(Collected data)
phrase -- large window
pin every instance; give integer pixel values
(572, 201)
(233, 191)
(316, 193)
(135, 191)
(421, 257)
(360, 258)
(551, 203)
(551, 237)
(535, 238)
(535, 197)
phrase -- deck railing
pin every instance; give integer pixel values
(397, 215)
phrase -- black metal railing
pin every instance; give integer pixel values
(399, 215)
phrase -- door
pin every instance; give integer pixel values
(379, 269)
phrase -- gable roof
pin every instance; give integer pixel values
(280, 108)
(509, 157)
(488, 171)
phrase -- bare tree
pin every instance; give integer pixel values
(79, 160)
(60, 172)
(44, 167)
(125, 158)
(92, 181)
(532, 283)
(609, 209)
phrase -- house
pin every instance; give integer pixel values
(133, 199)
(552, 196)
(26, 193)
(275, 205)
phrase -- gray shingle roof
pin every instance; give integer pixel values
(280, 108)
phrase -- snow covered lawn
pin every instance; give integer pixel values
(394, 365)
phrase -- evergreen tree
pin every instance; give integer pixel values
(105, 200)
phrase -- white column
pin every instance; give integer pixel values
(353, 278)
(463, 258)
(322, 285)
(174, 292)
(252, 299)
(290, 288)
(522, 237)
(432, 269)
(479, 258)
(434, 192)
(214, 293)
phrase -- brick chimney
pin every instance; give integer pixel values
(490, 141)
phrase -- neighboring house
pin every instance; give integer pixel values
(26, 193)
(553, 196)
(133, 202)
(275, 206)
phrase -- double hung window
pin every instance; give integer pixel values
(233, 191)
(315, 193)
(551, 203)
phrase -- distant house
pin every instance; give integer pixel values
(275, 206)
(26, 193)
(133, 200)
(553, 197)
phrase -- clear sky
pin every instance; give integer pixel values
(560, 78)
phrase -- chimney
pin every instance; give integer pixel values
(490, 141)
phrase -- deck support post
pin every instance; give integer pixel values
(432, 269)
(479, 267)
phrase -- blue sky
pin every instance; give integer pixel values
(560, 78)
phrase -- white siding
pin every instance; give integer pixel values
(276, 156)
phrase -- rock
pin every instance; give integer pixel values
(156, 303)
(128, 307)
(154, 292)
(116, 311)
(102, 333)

Goal —
Please add 21 to each coordinate in the answers while rewriting everything from the line with "phrase -- double hung window" down to the end of the data, every line included.

Output for this exercise —
phrase -- double hung window
pin every instance; give integer pixel values
(254, 212)
(336, 214)
(572, 224)
phrase -- distant house
pin every instance; give integer pixel values
(296, 227)
(47, 214)
(154, 221)
(574, 218)
phrase -- clear sky
pin every instance; give integer pixel values
(581, 99)
phrase -- chimney
pin every instance; give integer pixel values
(511, 162)
phrase -- deck support post
pin every instance; give integer pixel values
(453, 290)
(500, 288)
phrase -- blue sky
pin every instance; give integer pixel values
(581, 99)
phrase -- white siding
pin every instance; give integer pixel values
(297, 177)
phrase -- rock
pin every instance; give integer pixel values
(177, 324)
(149, 328)
(175, 313)
(137, 332)
(123, 354)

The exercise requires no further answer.